## MATERIAL PROVIDED

____

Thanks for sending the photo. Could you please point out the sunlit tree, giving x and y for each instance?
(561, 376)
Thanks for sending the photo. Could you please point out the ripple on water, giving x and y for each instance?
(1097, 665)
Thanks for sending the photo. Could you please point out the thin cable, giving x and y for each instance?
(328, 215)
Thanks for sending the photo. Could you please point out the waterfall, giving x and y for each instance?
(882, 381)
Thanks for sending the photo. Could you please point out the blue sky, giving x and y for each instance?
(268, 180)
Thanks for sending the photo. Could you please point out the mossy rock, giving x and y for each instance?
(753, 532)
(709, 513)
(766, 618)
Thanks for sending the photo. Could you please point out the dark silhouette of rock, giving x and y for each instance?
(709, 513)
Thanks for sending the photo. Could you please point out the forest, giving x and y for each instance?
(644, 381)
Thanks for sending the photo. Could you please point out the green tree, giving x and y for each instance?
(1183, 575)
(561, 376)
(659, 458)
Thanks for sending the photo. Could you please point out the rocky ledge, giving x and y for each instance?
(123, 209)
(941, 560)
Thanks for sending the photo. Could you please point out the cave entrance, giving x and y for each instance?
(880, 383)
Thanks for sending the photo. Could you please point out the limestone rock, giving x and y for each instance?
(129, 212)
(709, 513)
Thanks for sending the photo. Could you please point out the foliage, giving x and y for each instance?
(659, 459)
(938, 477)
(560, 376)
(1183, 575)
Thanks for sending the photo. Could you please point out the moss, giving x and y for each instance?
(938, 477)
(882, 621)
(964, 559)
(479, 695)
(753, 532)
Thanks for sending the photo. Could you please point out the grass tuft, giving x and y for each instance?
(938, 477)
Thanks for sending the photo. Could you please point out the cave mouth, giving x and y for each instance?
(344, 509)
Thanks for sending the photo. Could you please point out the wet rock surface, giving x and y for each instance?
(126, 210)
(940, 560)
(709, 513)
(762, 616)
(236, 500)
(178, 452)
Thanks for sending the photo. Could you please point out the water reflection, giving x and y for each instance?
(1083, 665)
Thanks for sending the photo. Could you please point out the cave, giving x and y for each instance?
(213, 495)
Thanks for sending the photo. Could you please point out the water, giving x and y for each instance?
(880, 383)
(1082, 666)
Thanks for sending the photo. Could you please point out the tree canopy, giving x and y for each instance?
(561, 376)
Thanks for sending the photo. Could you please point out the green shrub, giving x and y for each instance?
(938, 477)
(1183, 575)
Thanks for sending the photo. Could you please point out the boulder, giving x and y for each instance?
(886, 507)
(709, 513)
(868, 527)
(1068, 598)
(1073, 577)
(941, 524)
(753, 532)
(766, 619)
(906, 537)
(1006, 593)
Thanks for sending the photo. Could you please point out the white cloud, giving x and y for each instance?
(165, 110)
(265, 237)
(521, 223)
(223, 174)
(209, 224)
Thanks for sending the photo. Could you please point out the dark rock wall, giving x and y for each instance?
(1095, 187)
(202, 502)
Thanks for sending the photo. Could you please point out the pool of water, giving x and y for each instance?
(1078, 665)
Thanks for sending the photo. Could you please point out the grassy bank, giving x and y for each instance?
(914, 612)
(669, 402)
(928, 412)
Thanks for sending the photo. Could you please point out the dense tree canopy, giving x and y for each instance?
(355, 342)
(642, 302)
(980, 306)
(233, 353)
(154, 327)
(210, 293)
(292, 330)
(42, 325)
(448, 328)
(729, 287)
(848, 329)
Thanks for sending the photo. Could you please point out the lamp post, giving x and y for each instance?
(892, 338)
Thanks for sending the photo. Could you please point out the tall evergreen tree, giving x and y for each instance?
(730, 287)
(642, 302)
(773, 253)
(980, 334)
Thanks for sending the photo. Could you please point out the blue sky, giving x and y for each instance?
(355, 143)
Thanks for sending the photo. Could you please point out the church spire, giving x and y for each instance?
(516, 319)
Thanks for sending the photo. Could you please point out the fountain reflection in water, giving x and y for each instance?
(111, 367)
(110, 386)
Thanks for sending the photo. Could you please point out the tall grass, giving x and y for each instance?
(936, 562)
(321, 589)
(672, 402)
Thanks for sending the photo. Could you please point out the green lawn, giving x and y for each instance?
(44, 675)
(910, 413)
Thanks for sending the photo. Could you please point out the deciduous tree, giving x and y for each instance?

____

## GOAL
Output each entry precisely as given.

## CORRECT OUTPUT
Thanks for sending the photo. Could you please point out the sunlit tree, giving x and y for each instance?
(561, 376)
Thanks for sending the photo. Could you please point out the ripple on water, giving x and y for each instance?
(1097, 665)
Thanks for sending the photo. Could you please point out the thin cable, giving x and y for each instance?
(328, 215)
Thanks for sending the photo. Could you please point out the waterfall, giving x and y for each instance?
(882, 381)
Thanks for sending the photo. Could you please point out the blue sky, giving x and y for each instance?
(268, 180)
Thanks for sending the photo. Could you please point out the mossy rock, giving x and y for each instance?
(753, 532)
(709, 513)
(766, 618)
Thanks for sending the photo. Could you please point out the dark silhouette of rock, giving x and y for each instance?
(709, 513)
Thanks for sending the photo. Could you please point out the forest, giving x and y for each instance?
(644, 381)
Thanks for sending the photo. Could you please point out the green tree, giving x and y for each instance?
(1183, 575)
(561, 376)
(659, 458)
Thanks for sending the photo. Could you please point out the rocky ledge, giving x and y for each instance?
(123, 209)
(941, 560)
Thanks for sending the photo. Could you please point out the cave entrance, giving x and y for each instance?
(880, 383)
Thanks for sending the photo. Could you please point out the limestone rock, giving x and y for each instance?
(129, 212)
(709, 513)
Thanks for sending the photo. Could you please point out the foliage, giving x and y for each instance?
(659, 459)
(938, 477)
(560, 376)
(1183, 575)
Thanks for sending the photo. Could you please point out the moss, giving x and y for each instance?
(938, 477)
(882, 621)
(964, 559)
(479, 695)
(753, 532)
Thanks for sending the photo. Could you please point out the grass tuft, giving x and y for each instance?
(938, 477)
Thanks for sending the photo. Could you please point out the cave mouth, giving x and y for each instance?
(344, 509)
Thanks for sending the photo. Could you please point out the wet rock surface, giving x and y for each instance?
(126, 210)
(940, 560)
(709, 513)
(762, 616)
(236, 500)
(178, 452)
Thanks for sending the photo. Could you please point out the water reflection, giving x and y for each instance?
(1083, 665)
Thanks for sending the photo. Could you please point out the cave, giving x and y for each instance?
(213, 495)
Thanks for sending the photo. Could you please point out the water, giving x and y for each instance?
(880, 383)
(1082, 666)
Thanks for sending the photo. Could you please point out the tree canopy, giving x and y for each instance?
(561, 376)
Thanks for sending the photo. Could you please point out the green shrub, giving x and y for each instance?
(938, 477)
(1183, 575)
Thanks for sending the photo. Could you please point out the boulder, giving x and y for each instance?
(886, 507)
(709, 513)
(868, 527)
(1068, 598)
(1073, 577)
(941, 524)
(753, 532)
(766, 619)
(906, 537)
(1006, 593)
Thanks for sending the photo. Could you please point out the white cloud, giving x and y for each instance?
(165, 110)
(265, 237)
(521, 223)
(223, 174)
(209, 224)
Thanks for sending the photo. Could you please point out the dark rock wall, giving x and y for each instance?
(1095, 187)
(202, 502)
Thanks for sending the photo. Could you please point out the pool of water, giving x and y for each instance?
(1078, 665)
Thanks for sending the photo. Could you please point out the grassy bank, giving x and y for each instance?
(914, 612)
(669, 402)
(928, 412)
Thanks for sending the photo. Could you please point out the dense tree canopy, giving x and y for each instance?
(355, 342)
(642, 302)
(980, 306)
(233, 353)
(154, 327)
(210, 293)
(292, 330)
(42, 325)
(448, 328)
(729, 287)
(848, 329)
Thanks for sending the photo. Could you please point out the lamp post, giving x and y for each instance?
(892, 338)
Thanks for sending the photo. Could you please point out the tall evergreen tree, giving x and y for each instance?
(730, 287)
(642, 302)
(773, 253)
(980, 334)
Thanks for sending the photo. Could you please point out the blue sky, giving x and y for each instance?
(355, 143)
Thanks for sending the photo. Could you please point out the church spire, giving x and y for each instance?
(516, 319)
Thanks for sending the photo. Could you please point out the fountain reflection in water, giving x and y for each instance?
(111, 367)
(110, 386)
Thanks for sending the photo. Could you please point out the tall grass, giving x and y for each instance?
(936, 562)
(321, 589)
(672, 402)
Thanks for sending the photo. Could you please point out the green lawn, giving x and y for each instance?
(44, 675)
(910, 413)
Thanks for sending the photo. Could you please point out the deciduous tree, giving x and y for each instance?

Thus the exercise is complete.